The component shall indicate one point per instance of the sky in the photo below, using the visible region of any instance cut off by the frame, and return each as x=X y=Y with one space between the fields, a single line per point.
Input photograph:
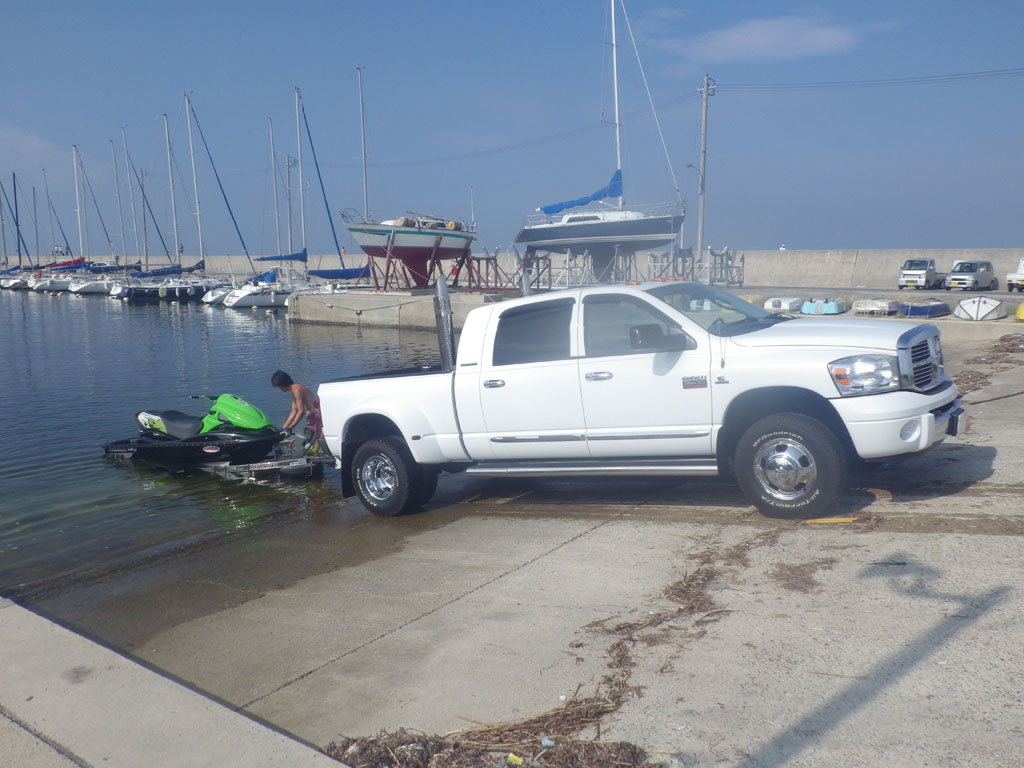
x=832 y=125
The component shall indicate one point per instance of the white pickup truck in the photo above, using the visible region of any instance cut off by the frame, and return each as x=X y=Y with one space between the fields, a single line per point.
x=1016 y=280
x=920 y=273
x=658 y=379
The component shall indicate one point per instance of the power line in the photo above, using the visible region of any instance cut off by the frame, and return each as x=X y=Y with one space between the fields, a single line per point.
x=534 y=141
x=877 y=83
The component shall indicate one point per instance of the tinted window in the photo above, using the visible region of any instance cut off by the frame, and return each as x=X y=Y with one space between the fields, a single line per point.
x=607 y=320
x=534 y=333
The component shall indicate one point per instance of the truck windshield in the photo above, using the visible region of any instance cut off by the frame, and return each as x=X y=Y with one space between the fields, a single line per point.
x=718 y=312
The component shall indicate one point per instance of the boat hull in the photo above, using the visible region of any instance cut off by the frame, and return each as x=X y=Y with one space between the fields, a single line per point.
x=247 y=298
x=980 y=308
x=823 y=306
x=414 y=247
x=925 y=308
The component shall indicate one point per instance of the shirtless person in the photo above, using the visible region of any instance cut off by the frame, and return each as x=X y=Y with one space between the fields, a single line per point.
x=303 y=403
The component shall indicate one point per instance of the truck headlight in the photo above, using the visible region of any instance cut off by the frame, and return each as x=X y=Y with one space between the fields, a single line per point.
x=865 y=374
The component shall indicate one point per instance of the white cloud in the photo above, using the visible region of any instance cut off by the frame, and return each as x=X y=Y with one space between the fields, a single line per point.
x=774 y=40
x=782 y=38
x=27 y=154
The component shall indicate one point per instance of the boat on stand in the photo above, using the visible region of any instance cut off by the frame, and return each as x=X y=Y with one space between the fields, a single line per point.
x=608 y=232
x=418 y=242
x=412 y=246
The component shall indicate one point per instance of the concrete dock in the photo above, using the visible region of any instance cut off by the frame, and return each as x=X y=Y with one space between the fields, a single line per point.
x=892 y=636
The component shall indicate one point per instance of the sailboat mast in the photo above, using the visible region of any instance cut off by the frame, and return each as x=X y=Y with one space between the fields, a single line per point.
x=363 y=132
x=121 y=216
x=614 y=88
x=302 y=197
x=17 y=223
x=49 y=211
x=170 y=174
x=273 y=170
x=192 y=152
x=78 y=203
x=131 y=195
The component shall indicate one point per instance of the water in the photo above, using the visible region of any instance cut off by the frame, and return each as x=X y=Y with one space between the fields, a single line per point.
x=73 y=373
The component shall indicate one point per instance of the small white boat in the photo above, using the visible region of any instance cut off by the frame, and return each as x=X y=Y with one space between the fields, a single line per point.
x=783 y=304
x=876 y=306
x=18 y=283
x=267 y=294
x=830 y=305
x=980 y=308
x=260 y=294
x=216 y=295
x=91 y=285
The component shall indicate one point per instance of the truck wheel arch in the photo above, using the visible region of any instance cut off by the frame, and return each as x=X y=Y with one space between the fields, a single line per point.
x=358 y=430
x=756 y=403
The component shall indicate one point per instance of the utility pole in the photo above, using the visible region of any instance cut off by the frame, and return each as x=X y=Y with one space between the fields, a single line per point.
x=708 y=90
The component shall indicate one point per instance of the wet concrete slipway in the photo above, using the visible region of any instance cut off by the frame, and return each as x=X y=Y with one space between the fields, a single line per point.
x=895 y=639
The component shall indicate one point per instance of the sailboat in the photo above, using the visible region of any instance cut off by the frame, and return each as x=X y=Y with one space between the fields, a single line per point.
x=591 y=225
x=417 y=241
+ + +
→ **INSTRUCTION**
Reproduce all of the records above word for word, leaving out the pictures.

→ **RESPONSE BELOW**
The component shall indicate one point per instance of the sky in the photo below, using the visible region of any instance cut off by the frame, and return each as x=X y=Y with one space between the fields, a single line per point.
Input photograph:
x=832 y=125
The component shall indicate one point per instance of the white pickup truck in the photo above, using the visible region of any instance cut off by the frame, and return each as x=X y=Y with one space between the fields, a single line per point.
x=1016 y=280
x=920 y=273
x=658 y=379
The component shall indicate one point per instance of the power line in the photo above, using the visible region of any instance cut off by the frame, and return each as x=X y=Y with one space between the fields, a single line per point.
x=534 y=141
x=877 y=83
The component shall indicate one point per instance of the tinted window in the photo above, using the visible region of any instance cut off by the frame, and return each as x=X y=Y with one space between the fields, a single line per point.
x=607 y=320
x=534 y=333
The component shall indicate one point per instance of the truck windshield in the photo above, using the visible region of any instance cut off by the frame, and return each as x=X y=Y with one space between the fields, a single line per point.
x=718 y=312
The component shall indicate one point per instance of the boat hull in the photo above, using the visible region of any instance cut off by the frame, and return each as x=X y=Y with one space between the fields, a single line per point.
x=247 y=298
x=980 y=308
x=823 y=306
x=414 y=247
x=925 y=308
The component shall indicate one point per instance of the shirtless person in the photo above, using the visible region of any instance cut off by the frame, and return each as x=X y=Y with one space between the fields, a single line per point.
x=303 y=403
The component shall indicate one point per instance of the truck headlight in the photo above, using the visible region of any instance cut off by the frame, and return each as x=X y=Y with one space between the fields, a single line per point.
x=865 y=374
The component shall indicate one point per instance of the white cloud in the photo above, using the visible region of any instance cut off by the frame, and return each as x=X y=Y with one space between the fields, a single line per point.
x=774 y=40
x=782 y=38
x=27 y=154
The component shall indicate one point per instance of the boat on stand in the photo above, using the visible region of any instance cut off by the frame, and return each as x=X y=Y with one space between the fields, a single line per point.
x=608 y=232
x=418 y=242
x=412 y=246
The component shall indicate one point per instance of the concrete dock in the photo above, using the visible region of any instance cut off by the frame, and return each as x=X y=Y with one space between the fields, a single line per point.
x=892 y=636
The component shall indicate one point per instance of the sailboat mast in the photo above, using the visible region of any instance cut off by the frame, and return each as x=X y=Y with one space between the fields, a single line per point.
x=363 y=132
x=121 y=216
x=614 y=88
x=302 y=197
x=17 y=223
x=49 y=211
x=170 y=174
x=273 y=170
x=192 y=152
x=78 y=203
x=131 y=195
The component shall indicate one point per instance of the water in the photo above, using the visible region of any instance cut off by the frame, and return each as x=X y=Y with one space between the fields, a single line per point.
x=73 y=373
The component shall indicate one point per instance of the small white boat in the photo above, using the visible region of any instance cut off by the frame, and return each as x=X y=Y with one space between the fields, a single line per point.
x=783 y=304
x=876 y=306
x=18 y=283
x=267 y=294
x=830 y=305
x=980 y=308
x=260 y=294
x=216 y=295
x=91 y=285
The component shall indicate one point per instance of the truck wheel arch in the photo above, using the visible region of any instance cut off by the frame, and return each as x=X y=Y with one space between the fields, a single line per point.
x=358 y=430
x=756 y=403
The component shall indicate one point per instance of the utility pole in the photo above, using the visible region of any instance cut off by the frame, and return each as x=X y=Y with one space between the fields, a single line per point.
x=708 y=90
The component shall indicate one point per instance of the wet concrete slipway in the photo above, using the visible region of any instance cut off by the frame, and return each as x=X y=Y with one space between the fields, a single line per point.
x=895 y=639
The component shall indicate one point per instance of the sailboat in the photo above, using the visible region of any instance cut off by the frame, and return each as x=X y=Y with one space between the fields, a single line per point.
x=591 y=225
x=417 y=241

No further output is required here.